* [Prompt]: Given the entries that follow, write out exactly the lines starting at the one containing "Target: building facade" and ending at the one containing "Task: point to every instance of the truck rear", both ends included, and only those.

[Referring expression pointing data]

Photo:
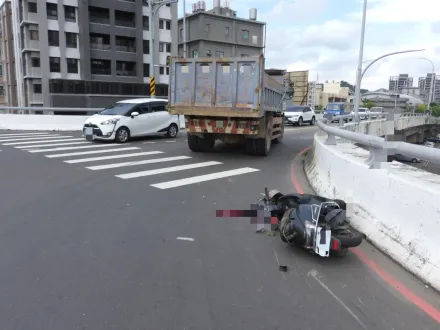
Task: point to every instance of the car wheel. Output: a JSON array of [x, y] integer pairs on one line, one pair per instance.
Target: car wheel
[[172, 131], [122, 135]]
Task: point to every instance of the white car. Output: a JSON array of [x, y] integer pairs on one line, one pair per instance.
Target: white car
[[299, 114], [132, 118]]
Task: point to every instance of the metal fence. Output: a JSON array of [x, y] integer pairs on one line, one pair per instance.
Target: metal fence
[[380, 148]]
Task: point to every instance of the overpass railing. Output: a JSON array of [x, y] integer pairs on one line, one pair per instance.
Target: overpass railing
[[380, 148]]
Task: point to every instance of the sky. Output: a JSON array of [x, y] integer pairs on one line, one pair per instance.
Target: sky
[[323, 36]]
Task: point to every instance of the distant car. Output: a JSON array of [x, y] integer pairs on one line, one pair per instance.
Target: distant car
[[403, 158], [299, 114], [362, 113], [132, 118]]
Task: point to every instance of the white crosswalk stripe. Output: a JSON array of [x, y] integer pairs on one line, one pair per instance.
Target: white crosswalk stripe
[[203, 178], [166, 170], [94, 159], [90, 152], [50, 137], [46, 141], [139, 162], [23, 134], [76, 148], [51, 145]]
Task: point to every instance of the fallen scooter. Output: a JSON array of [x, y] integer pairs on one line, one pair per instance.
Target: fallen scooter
[[312, 222]]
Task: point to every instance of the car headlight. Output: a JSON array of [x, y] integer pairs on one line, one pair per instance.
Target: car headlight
[[110, 122]]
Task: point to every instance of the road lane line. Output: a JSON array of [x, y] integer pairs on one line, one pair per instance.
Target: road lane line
[[203, 178], [140, 162], [185, 239], [93, 159], [51, 145], [90, 152], [23, 134], [76, 148], [49, 141], [166, 170], [36, 138]]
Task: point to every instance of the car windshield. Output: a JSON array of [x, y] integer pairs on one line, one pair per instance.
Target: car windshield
[[294, 109], [333, 107], [117, 109]]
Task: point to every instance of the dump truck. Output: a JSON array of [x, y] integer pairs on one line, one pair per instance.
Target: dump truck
[[228, 99]]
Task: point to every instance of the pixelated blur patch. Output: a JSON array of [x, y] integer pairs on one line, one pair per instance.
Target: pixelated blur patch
[[257, 214]]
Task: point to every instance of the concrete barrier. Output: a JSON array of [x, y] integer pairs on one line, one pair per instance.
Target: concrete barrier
[[396, 208], [48, 122]]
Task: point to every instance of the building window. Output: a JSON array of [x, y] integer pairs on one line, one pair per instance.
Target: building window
[[54, 64], [164, 24], [33, 34], [101, 67], [146, 70], [99, 15], [125, 44], [32, 7], [146, 46], [100, 41], [70, 13], [146, 23], [54, 38], [52, 10], [71, 40], [72, 65], [125, 19], [125, 68], [37, 88], [35, 62]]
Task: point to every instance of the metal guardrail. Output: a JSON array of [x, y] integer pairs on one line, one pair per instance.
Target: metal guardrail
[[380, 148]]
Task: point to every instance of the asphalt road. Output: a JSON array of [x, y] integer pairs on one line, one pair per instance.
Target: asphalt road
[[85, 248]]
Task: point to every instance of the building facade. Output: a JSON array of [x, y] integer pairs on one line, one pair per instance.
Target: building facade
[[8, 85], [425, 86], [89, 53], [397, 83], [219, 33]]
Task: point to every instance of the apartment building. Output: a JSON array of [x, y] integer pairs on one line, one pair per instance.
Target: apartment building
[[397, 83], [425, 86], [219, 32], [89, 53], [8, 82]]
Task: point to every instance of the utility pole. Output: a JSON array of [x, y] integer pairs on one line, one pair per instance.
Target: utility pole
[[153, 7]]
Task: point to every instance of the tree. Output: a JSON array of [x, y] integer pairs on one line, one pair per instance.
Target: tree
[[368, 103], [421, 108]]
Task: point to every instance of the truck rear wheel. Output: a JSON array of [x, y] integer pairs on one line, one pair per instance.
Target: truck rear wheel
[[193, 143]]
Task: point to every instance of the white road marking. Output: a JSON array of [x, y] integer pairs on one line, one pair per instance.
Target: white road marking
[[313, 273], [76, 148], [48, 141], [140, 162], [137, 154], [90, 152], [51, 145], [42, 138], [203, 178], [23, 134], [185, 239], [166, 170]]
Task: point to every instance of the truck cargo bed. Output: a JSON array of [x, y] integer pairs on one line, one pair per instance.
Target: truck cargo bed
[[223, 87]]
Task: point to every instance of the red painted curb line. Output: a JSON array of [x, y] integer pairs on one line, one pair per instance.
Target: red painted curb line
[[388, 278]]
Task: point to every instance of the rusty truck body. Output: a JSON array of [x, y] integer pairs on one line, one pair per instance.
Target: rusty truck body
[[228, 99]]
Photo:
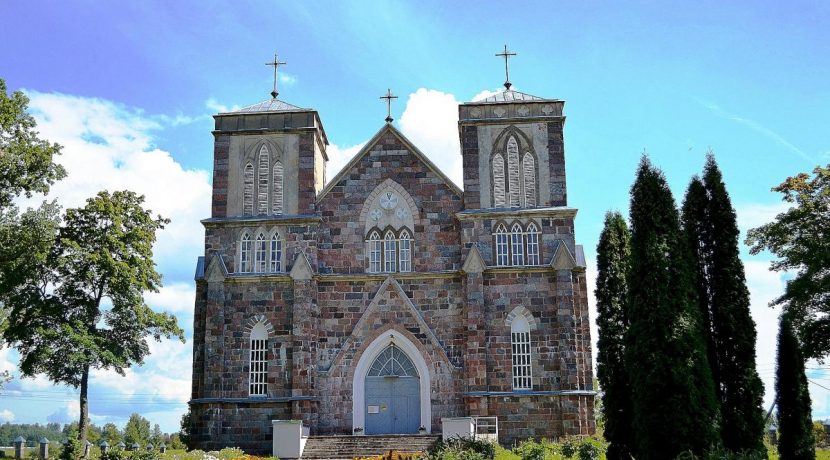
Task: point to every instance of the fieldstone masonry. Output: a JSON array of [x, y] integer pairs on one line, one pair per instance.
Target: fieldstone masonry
[[323, 309]]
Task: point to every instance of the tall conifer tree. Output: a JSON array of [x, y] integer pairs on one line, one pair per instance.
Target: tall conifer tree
[[665, 354], [612, 267], [795, 427], [712, 232]]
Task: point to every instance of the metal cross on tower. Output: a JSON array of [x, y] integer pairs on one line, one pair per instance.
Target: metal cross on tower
[[275, 64], [389, 96], [507, 55]]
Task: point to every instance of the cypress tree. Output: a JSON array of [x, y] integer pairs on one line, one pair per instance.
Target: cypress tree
[[611, 291], [795, 427], [665, 351], [712, 232]]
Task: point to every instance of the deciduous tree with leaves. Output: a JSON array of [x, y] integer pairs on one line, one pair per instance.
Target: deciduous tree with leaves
[[85, 309], [613, 256], [800, 238]]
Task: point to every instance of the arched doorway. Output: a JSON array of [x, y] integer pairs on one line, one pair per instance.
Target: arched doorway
[[393, 403]]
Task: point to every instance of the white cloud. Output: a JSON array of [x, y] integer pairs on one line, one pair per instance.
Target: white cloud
[[107, 146], [430, 121], [6, 416]]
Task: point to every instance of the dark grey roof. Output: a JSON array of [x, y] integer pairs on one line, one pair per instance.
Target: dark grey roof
[[270, 105], [510, 96]]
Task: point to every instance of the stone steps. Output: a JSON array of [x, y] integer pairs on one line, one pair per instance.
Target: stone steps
[[349, 447]]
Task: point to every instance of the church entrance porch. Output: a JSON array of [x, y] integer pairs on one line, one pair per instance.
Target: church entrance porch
[[392, 394]]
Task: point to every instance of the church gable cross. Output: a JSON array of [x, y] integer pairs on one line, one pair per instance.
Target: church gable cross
[[506, 55], [275, 64], [389, 96]]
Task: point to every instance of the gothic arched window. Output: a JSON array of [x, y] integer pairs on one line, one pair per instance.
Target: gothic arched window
[[498, 181], [263, 164], [390, 252], [405, 252], [532, 244], [248, 190], [260, 254], [502, 246], [517, 245], [276, 203], [374, 250], [258, 364], [520, 353], [529, 171], [245, 265], [513, 172], [275, 256]]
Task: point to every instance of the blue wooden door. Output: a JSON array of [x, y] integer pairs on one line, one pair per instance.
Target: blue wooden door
[[393, 403]]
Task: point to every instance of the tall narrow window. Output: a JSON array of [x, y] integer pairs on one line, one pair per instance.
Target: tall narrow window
[[275, 256], [517, 245], [390, 251], [520, 354], [374, 244], [263, 164], [260, 251], [529, 171], [498, 181], [276, 200], [248, 190], [513, 172], [258, 374], [245, 265], [406, 252], [532, 240], [502, 249]]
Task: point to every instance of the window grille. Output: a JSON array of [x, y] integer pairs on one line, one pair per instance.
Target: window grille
[[276, 254], [513, 171], [406, 252], [517, 244], [520, 353], [374, 253], [260, 252], [245, 265], [248, 190], [532, 239], [258, 378], [277, 199], [262, 181], [529, 170], [498, 181], [502, 249], [390, 252]]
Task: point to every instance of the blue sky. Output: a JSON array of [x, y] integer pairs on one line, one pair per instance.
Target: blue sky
[[128, 89]]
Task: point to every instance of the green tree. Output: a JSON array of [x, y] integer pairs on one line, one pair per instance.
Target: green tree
[[137, 430], [795, 427], [665, 351], [800, 238], [711, 230], [613, 255], [95, 317]]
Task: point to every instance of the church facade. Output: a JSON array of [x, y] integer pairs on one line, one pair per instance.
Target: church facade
[[388, 298]]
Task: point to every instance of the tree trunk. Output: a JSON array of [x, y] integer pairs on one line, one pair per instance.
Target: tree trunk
[[82, 424]]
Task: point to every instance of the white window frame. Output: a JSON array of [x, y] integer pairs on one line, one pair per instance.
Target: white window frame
[[390, 252], [502, 239], [533, 254], [517, 253], [258, 362], [521, 355], [245, 253]]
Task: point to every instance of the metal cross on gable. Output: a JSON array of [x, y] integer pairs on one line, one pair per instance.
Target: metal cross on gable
[[275, 64], [389, 96], [506, 55]]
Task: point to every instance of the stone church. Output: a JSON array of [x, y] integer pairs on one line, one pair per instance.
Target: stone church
[[387, 298]]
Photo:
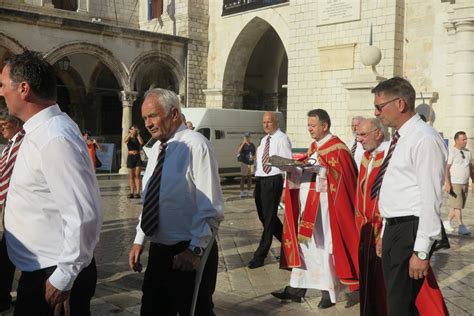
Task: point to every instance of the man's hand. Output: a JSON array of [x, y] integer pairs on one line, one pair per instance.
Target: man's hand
[[53, 296], [417, 268], [448, 187], [134, 257], [186, 261], [378, 248]]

* [Task answer]:
Target: building facade
[[8, 85], [425, 86], [89, 53], [397, 83], [219, 33]]
Task: point to every instance of the apartment building. Output: a JSON array of [x, y] integer pairs on one line, one pair per instance.
Target: apartment building
[[397, 83], [425, 86], [219, 32], [89, 53], [8, 82]]
Task: point to every instance of the utility pole. Output: a JSON array of [x, y] integer pairs on one line, one pair per instance.
Target: utility pole
[[153, 7]]
Task: point to every instance of the tree. Output: a JSON array of [x, y] integer pairs on one line, one pair per instance.
Target: tree
[[368, 103], [421, 108]]
Task: point to every instance of the truck rear wheel. Output: a JSON array of [x, y] integer pairs on one line, one pair per instance.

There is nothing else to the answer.